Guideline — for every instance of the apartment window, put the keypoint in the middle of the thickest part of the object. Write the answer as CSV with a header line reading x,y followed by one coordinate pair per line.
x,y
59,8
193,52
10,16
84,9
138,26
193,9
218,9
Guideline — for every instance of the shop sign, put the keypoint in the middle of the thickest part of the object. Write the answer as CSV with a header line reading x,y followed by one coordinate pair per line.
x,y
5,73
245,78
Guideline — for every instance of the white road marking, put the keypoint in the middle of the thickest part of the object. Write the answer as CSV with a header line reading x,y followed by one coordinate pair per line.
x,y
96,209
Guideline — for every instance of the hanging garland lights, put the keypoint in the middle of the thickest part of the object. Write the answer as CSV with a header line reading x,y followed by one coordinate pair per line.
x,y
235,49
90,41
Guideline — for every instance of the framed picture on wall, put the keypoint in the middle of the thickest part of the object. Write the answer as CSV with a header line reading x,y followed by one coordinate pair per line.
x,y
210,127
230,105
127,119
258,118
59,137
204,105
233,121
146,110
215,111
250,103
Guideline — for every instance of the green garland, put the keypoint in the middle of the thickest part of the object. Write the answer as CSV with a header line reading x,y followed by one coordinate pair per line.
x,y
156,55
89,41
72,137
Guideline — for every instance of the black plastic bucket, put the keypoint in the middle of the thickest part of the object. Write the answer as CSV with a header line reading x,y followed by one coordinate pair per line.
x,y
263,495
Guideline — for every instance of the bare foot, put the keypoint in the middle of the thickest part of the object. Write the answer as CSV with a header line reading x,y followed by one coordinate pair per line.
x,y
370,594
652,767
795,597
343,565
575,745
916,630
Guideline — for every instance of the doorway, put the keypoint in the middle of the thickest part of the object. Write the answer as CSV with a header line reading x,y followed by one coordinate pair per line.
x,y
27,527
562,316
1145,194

_What you should do_: Reproduce every entry above exactly as it was written.

_Result for this exercise_:
Guideline — for every instance of the apartment window, put the keypoint in the middle of the thickest part of the object. Write the answer as CSV with a header line reading x,y followed by one coordinate pair per line.
x,y
59,8
193,52
10,16
84,9
138,26
193,9
218,9
Guideline — for every instance of the shop sign, put the keypoint in the middle of the thickest part of the object. Write the answer as CSV with a header line reading x,y followed by one coordinate pair per line.
x,y
5,73
245,78
Guideline — for every instance of the white road marking, put the keypoint in the middle of the thickest part of the object. Write the answer as CSV with a header line reading x,y followed by one coordinate pair per line.
x,y
96,209
Guideline — for every instance of the hanging garland lights, put the keypoint in the middle of the thickest part of the object. Write the answer as CSV with a header line reading x,y followed by one coordinate pair per line.
x,y
235,49
90,41
Guideline — for every instance of the framed picture on wall, put the keypoint in the middle of the thickest part of the object. Write the answer as CSV with a header line reading x,y followed by one coordinate pair per line.
x,y
210,127
230,105
127,119
258,118
59,137
204,105
233,121
146,110
215,111
250,103
Guideline — for every instance of the green garland, put the keypoint in the middle of the thickest part of the object. Write the answer as CSV with a header line reading x,y followed by one coordinate pair per line.
x,y
156,55
89,41
72,137
Guideline — for every instance of the black plastic bucket, put the keypoint in the middle of the thickest part of the object. Write the answer as CSV with a header line reading x,y followed by one coordinate pair per line.
x,y
263,495
Guideline — for every instance of the bare foot, put the keypoint in the middle of the thickest part of the object. Write the answer as CSV with a header line reading x,y followed by one coordinate pair per line.
x,y
370,594
652,767
795,597
343,565
575,745
916,630
Guideline — for every instance of the doorway, put the keypoint in the middle of the thickest part of the object. Write the answer as CSV with a header line reading x,y followed by one coordinate pair per line.
x,y
27,527
562,316
1145,194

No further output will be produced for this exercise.